§ Problem description
Return all the data, word for word.

++++++++++

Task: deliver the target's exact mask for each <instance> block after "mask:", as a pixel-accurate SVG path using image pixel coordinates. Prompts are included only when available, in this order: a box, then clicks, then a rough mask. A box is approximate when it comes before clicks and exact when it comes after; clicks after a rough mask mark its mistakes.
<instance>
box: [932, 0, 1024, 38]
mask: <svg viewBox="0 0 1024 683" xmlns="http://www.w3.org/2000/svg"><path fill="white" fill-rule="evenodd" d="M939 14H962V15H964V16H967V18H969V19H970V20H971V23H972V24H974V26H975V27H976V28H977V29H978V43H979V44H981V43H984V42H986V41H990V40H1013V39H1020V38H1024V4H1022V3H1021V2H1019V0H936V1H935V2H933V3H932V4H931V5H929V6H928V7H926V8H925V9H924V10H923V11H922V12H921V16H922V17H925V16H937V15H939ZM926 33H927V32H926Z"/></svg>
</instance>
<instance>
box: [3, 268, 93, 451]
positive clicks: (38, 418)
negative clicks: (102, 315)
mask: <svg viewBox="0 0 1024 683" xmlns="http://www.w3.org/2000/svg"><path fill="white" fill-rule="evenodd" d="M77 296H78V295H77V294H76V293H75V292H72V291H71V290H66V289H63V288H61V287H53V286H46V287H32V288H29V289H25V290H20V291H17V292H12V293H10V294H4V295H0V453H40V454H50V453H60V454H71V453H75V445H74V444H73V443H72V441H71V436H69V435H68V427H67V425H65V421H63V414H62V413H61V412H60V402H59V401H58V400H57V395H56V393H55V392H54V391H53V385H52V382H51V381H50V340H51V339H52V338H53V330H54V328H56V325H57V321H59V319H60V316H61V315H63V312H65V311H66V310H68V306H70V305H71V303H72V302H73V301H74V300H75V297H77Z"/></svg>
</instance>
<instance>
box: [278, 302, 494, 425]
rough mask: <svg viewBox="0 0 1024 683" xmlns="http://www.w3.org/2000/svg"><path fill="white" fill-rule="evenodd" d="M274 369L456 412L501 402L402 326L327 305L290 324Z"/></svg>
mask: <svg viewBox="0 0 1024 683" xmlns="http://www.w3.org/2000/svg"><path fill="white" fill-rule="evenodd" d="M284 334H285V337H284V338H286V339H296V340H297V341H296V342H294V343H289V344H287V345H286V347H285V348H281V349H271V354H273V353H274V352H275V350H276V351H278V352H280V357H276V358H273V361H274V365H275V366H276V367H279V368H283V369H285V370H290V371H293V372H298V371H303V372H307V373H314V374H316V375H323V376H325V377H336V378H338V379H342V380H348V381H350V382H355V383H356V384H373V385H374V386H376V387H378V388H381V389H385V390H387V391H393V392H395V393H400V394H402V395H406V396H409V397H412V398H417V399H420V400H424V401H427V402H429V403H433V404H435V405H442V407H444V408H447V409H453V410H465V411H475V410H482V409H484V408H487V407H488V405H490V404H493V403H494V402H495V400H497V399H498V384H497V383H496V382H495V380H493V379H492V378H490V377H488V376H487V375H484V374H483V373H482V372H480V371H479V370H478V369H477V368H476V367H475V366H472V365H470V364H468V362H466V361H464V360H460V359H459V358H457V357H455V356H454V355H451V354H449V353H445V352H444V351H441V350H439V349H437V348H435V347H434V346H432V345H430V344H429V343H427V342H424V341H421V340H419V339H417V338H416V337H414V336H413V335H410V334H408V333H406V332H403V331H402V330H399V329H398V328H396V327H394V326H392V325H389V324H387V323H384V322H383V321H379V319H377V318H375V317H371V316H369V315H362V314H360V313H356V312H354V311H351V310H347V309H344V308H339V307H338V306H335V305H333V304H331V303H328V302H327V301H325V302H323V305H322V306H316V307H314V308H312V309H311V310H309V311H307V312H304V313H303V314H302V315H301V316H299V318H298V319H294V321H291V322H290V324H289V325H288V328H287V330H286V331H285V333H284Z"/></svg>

++++++++++

§ Answer for this exercise
Task: deliver the target's exact mask for each <instance> block after "mask:", as a pixel-accurate SVG path using image pixel coordinates. Prompts are included only when available, in this order: a box, then clicks, then a rough mask. A box is approximate when it comes before clicks and exact when it comes after; clicks after a rough mask mark its mistakes.
<instance>
box: [932, 0, 1024, 38]
mask: <svg viewBox="0 0 1024 683" xmlns="http://www.w3.org/2000/svg"><path fill="white" fill-rule="evenodd" d="M939 14H962V15H964V16H967V18H969V19H970V20H971V23H972V24H974V26H975V27H976V28H977V29H978V43H979V44H981V43H984V42H986V41H990V40H1013V39H1020V38H1024V4H1022V3H1021V2H1019V0H936V1H935V2H933V3H932V4H931V5H929V6H928V7H926V8H925V9H924V10H923V11H922V12H921V16H922V17H925V16H937V15H939ZM926 33H927V32H926Z"/></svg>
</instance>
<instance>
box: [3, 268, 93, 451]
positive clicks: (38, 418)
negative clicks: (102, 315)
mask: <svg viewBox="0 0 1024 683" xmlns="http://www.w3.org/2000/svg"><path fill="white" fill-rule="evenodd" d="M77 296H78V295H77V294H76V293H75V292H72V291H71V290H66V289H63V288H61V287H53V286H46V287H32V288H29V289H25V290H20V291H17V292H12V293H10V294H4V295H0V453H40V454H50V453H60V454H71V453H75V445H74V444H73V443H72V441H71V436H69V435H68V427H67V425H65V421H63V414H62V413H61V412H60V402H59V401H58V400H57V395H56V393H55V392H54V391H53V385H52V382H51V381H50V340H51V339H52V338H53V330H54V328H56V325H57V321H59V319H60V316H61V315H63V312H65V311H66V310H68V306H70V305H71V303H72V302H73V301H74V300H75V297H77Z"/></svg>
</instance>
<instance>
box: [278, 302, 494, 425]
rough mask: <svg viewBox="0 0 1024 683" xmlns="http://www.w3.org/2000/svg"><path fill="white" fill-rule="evenodd" d="M274 369L456 412L501 402L402 326L327 305L290 324Z"/></svg>
mask: <svg viewBox="0 0 1024 683" xmlns="http://www.w3.org/2000/svg"><path fill="white" fill-rule="evenodd" d="M284 334H285V337H284V338H286V339H296V340H297V341H296V342H294V343H289V344H287V345H286V347H285V348H281V349H271V354H273V353H274V352H275V350H276V351H278V352H280V357H276V358H273V361H274V365H275V366H276V367H279V368H283V369H285V370H290V371H293V372H298V371H303V372H307V373H314V374H316V375H323V376H325V377H336V378H338V379H342V380H348V381H350V382H355V383H356V384H373V385H374V386H376V387H378V388H381V389H385V390H387V391H393V392H395V393H400V394H402V395H406V396H409V397H412V398H417V399H420V400H424V401H427V402H429V403H433V404H435V405H442V407H444V408H447V409H453V410H465V411H475V410H482V409H484V408H487V407H488V405H490V404H493V403H494V402H495V400H497V399H498V384H497V383H496V382H495V380H493V379H492V378H490V377H488V376H487V375H484V374H483V373H482V372H480V371H479V370H478V369H477V368H476V367H475V366H472V365H470V364H468V362H466V361H464V360H460V359H459V358H457V357H455V356H454V355H451V354H449V353H445V352H444V351H441V350H439V349H437V348H435V347H434V346H432V345H430V344H429V343H427V342H424V341H421V340H419V339H417V338H416V337H414V336H413V335H410V334H408V333H406V332H403V331H402V330H399V329H398V328H396V327H394V326H392V325H389V324H387V323H384V322H383V321H379V319H377V318H375V317H371V316H369V315H362V314H360V313H356V312H354V311H351V310H347V309H344V308H339V307H338V306H335V305H333V304H331V303H328V302H327V301H325V302H323V305H322V306H316V307H314V308H312V309H311V310H309V311H307V312H304V313H303V314H302V315H301V316H299V318H298V319H294V321H291V322H290V324H289V325H288V328H287V330H286V331H285V333H284Z"/></svg>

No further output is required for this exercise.